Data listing

◇ ◇ ◇

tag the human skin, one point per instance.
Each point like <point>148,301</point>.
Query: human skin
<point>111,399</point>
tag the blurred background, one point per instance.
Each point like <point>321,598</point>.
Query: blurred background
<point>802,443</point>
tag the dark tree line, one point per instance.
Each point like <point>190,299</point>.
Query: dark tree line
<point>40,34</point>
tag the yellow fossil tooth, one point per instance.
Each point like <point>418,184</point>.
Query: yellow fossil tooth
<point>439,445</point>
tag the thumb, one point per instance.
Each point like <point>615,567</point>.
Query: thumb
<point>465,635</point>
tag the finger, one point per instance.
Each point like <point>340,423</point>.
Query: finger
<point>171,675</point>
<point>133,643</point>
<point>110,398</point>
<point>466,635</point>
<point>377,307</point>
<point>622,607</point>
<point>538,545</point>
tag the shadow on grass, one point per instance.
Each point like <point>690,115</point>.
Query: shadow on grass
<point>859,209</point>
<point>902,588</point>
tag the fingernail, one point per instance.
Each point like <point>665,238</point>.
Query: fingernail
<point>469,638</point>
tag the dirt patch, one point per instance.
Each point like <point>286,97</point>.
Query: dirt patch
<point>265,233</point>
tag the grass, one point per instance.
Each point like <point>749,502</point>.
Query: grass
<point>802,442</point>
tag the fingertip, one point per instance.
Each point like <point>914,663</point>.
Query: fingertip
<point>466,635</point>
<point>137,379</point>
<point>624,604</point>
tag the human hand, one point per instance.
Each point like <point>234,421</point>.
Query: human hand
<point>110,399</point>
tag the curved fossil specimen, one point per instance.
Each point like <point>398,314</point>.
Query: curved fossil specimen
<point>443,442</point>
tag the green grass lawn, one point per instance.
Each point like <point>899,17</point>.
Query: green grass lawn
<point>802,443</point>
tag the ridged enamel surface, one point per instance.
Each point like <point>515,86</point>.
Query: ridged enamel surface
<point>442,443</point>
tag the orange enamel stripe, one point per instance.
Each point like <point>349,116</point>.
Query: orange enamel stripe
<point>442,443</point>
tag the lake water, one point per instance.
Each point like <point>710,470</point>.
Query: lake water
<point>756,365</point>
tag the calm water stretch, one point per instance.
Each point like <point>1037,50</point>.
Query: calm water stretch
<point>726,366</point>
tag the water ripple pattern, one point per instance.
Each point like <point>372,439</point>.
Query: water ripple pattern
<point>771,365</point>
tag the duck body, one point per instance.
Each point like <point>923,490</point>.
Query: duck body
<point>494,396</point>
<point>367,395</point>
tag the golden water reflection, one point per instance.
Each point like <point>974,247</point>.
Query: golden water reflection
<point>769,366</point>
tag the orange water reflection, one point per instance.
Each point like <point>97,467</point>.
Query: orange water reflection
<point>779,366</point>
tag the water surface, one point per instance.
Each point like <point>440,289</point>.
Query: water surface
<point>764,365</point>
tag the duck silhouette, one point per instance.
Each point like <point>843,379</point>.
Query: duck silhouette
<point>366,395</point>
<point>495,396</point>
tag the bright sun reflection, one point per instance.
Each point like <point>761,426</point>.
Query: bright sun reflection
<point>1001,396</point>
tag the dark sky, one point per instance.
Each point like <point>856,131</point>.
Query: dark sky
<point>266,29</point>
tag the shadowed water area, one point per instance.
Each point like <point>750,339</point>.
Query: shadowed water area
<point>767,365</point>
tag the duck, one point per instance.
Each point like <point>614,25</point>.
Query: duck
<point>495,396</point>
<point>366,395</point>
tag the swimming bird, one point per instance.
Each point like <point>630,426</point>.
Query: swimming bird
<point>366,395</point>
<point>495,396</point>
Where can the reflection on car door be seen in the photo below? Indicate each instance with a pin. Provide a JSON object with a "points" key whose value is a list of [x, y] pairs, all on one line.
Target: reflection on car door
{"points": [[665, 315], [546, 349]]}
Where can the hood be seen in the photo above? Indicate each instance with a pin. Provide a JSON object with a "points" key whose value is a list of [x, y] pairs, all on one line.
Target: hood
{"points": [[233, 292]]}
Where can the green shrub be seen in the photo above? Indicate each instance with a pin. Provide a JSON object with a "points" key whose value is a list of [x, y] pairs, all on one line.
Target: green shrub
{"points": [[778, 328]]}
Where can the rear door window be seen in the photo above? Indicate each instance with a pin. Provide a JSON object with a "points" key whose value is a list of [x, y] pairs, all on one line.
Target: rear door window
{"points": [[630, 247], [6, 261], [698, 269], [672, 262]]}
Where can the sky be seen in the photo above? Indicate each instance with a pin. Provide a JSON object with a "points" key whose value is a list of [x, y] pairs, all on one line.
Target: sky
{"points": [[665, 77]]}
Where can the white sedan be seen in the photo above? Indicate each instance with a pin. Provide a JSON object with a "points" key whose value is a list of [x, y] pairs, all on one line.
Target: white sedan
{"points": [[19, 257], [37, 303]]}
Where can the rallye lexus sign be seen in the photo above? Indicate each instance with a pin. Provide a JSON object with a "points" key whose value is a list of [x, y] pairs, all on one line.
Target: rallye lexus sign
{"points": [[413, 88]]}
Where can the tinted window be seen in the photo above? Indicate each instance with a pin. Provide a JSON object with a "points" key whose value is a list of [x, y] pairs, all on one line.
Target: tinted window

◇ ◇ ◇

Reproduce every item above verbatim, line by line, with no changes.

tag the human skin, one point per instance.
Each point like <point>148,301</point>.
Query: human skin
<point>111,399</point>
tag the blurred background, one point per instance.
Each point like <point>321,598</point>.
Query: blurred background
<point>802,443</point>
tag the dark tree line, one point per instance.
Each point like <point>190,299</point>.
Query: dark tree line
<point>40,34</point>
tag the yellow fossil tooth, one point per instance.
Each point like <point>418,184</point>.
Query: yellow fossil tooth
<point>439,445</point>
tag the thumb, one point per instance.
Each point like <point>615,567</point>.
Query: thumb
<point>465,635</point>
tag the finger, one point per instance.
Each point like <point>340,423</point>.
Query: finger
<point>171,675</point>
<point>133,643</point>
<point>110,398</point>
<point>466,635</point>
<point>377,307</point>
<point>622,607</point>
<point>538,545</point>
tag the shadow on grass, one point per instance.
Each point like <point>690,115</point>.
Query: shadow on grass
<point>859,209</point>
<point>902,588</point>
tag the fingernail, one point per instance.
Each point like <point>665,238</point>.
Query: fingernail
<point>469,638</point>
tag the dirt patch, one point per instance.
Each point like <point>286,97</point>.
Query: dirt patch
<point>265,233</point>
tag the grass, one point per instance.
Each point like <point>749,502</point>.
Query: grass
<point>802,442</point>
tag the fingertip, one point per instance.
Each point like <point>914,663</point>.
Query: fingertip
<point>466,635</point>
<point>137,379</point>
<point>624,604</point>
tag the human hand, one point per instance.
Each point like <point>234,421</point>.
Query: human hand
<point>110,399</point>
tag the curved fossil specimen, one point per instance.
Each point like <point>398,314</point>.
Query: curved fossil specimen
<point>443,442</point>
tag the green grass lawn, one point per instance.
Each point like <point>899,17</point>.
Query: green grass lawn
<point>802,443</point>
tag the ridged enamel surface, one point per instance.
Each point like <point>515,86</point>.
Query: ridged enamel surface
<point>442,443</point>
tag the orange enamel stripe, one point per instance.
Each point like <point>349,116</point>.
Query: orange enamel stripe
<point>442,443</point>
tag the lake water, one point per instance.
Each point like <point>710,470</point>.
Query: lake water
<point>756,365</point>
tag the calm water stretch, one point per instance.
Each point like <point>1037,50</point>.
Query: calm water stretch
<point>726,366</point>
tag the water ripple pattern, one point per instance.
Each point like <point>372,439</point>.
Query: water ripple pattern
<point>771,365</point>
tag the duck body, one point per instance.
Each point like <point>923,490</point>.
Query: duck body
<point>494,396</point>
<point>367,395</point>
tag the golden water reflection, one point per instance.
Each point like <point>974,247</point>.
Query: golden water reflection
<point>769,366</point>
tag the orange water reflection, one point per instance.
Each point like <point>97,467</point>.
Query: orange water reflection
<point>779,366</point>
tag the water surface, one point per instance.
Each point like <point>440,289</point>.
Query: water surface
<point>764,365</point>
tag the duck silhouette, one point per instance.
Each point like <point>843,379</point>.
Query: duck silhouette
<point>366,395</point>
<point>495,396</point>
tag the bright sun reflection, one point per instance.
Each point like <point>761,426</point>.
Query: bright sun reflection
<point>1001,396</point>
tag the dark sky, one point per instance.
Each point like <point>856,131</point>.
Query: dark sky
<point>266,29</point>
tag the shadowed water area, one point per instance.
Each point like <point>750,339</point>.
Query: shadowed water area
<point>767,365</point>
tag the duck, one point per instance.
Each point like <point>614,25</point>.
Query: duck
<point>495,396</point>
<point>366,395</point>
tag the swimming bird, one point per instance.
Each point like <point>630,426</point>.
Query: swimming bird
<point>366,395</point>
<point>495,396</point>
Where can the reflection on car door be seen in the photo below? Indicate each instance with a pin. Provide a JSON object with a "points" key whose value is a list of [x, y] pairs, all on one line.
Target: reflection on car door
{"points": [[665, 315], [546, 349]]}
Where can the hood be seen in the photo above? Indicate each instance with a pin. Provide a JSON object with a "points" key whose value is a list of [x, y] pairs, all on one line.
Target: hood
{"points": [[233, 292]]}
Where can the green shrub be seen in the photo above? Indicate each instance with a pin. Provide a JSON object with a "points" key whose value is a list of [x, y] pairs, all on one line.
Target: green shrub
{"points": [[778, 328]]}
Where can the rear door window be seen in the photo above? Indicate each instance with a pin. Provide a JSON object with a "points" key whose value is a list of [x, y] pairs, all on one line.
Target: rear door window
{"points": [[630, 247], [6, 261], [698, 269], [672, 262]]}
Where can the sky be seen in the photo above? Indicate each instance with a pin. Provide a JSON object with a "points" key whose value is a list of [x, y] pairs, all on one line.
Target: sky
{"points": [[665, 77]]}
Where can the white sedan be seen in the photo above? Indicate each instance with a pin. Provide a JSON object with a "points" key whose value is a list of [x, y] pairs, all on one line.
Target: white sedan
{"points": [[19, 257], [37, 303]]}
Where can the rallye lexus sign be seen in the photo above? Indicate each instance with a pin. Provide a JSON object with a "points" key whose value is a list of [x, y] pairs, all on one line.
Target: rallye lexus sign
{"points": [[413, 88]]}
Where can the tinted window be seen in the photo above? Indicate each instance with a pin. Provide a JSON object with a "points" key whose value is a list of [x, y] pairs, all on one line.
Target: tinted window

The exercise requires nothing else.